There's no two ways about it—this article is ambitious. In it, I set out to define the perfect technology platform and see how the Java platform measures up. Then the article flicks into solution mode, proposing both tactical and strategic changes to the Java platform to address any identified weak points.
Setting the stage
First, why should you care whether Java is a perfect programming platform? It works well enough at the moment, doesn't it? In short, no. I believe that by the end of this article I will have showcased well-defined weaknesses in the Java platform that can be put right. Addressing these weaknesses will result in a platform that is easier (read faster) and more intuitive to develop against, takes advantage of deployment platform strengths as appropriate, and in short becomes the de facto technology standard across all industry verticals and market segments—a universal language for programmers.
What is a perfect technology platform?

● **To be done**:
(A) According to the Java platform article, what results would come from addressing the platform's weaknesses? List each one.
(B) What two kinds of changes to the Java platform does the article on it propose?
(C) Carry on the article about the Java platform from its last line.

● **Provided material**:
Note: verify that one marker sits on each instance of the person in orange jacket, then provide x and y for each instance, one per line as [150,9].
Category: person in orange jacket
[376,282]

● **Exercise answers**:
(A)
- A platform that is easier (read faster) and more intuitive to develop against
- A platform that takes advantage of deployment platform strengths as appropriate
- A platform that becomes the de facto technology standard across all industry verticals and market segments, a universal language for programmers

(B) Tactical and strategic changes.

(C)
I should define my vision of the perfect technology platform before I go much further. Simply put, I believe the perfect technology platform is a software system programmable by both novice and advanced developers, admits the creation of both simple and advanced applications, is available on all hardware platforms, and at runtime, operates in native or close to native mode.
Defining this article's scope
With an article like this, it's important to set the scope right away. First, this article does not consider any technology platform other than Java. Is that being too blinkered? I don't think so. The scope I've set for the article is simply to look at the Java platform in isolation, not as part of a competitive lineup. I'm interested in creating constructive criticism for the Java platform with a view to strengthening that platform. Ideally, avid supporters of other technology platforms will perform and publish similar exercises for their preferred technologies.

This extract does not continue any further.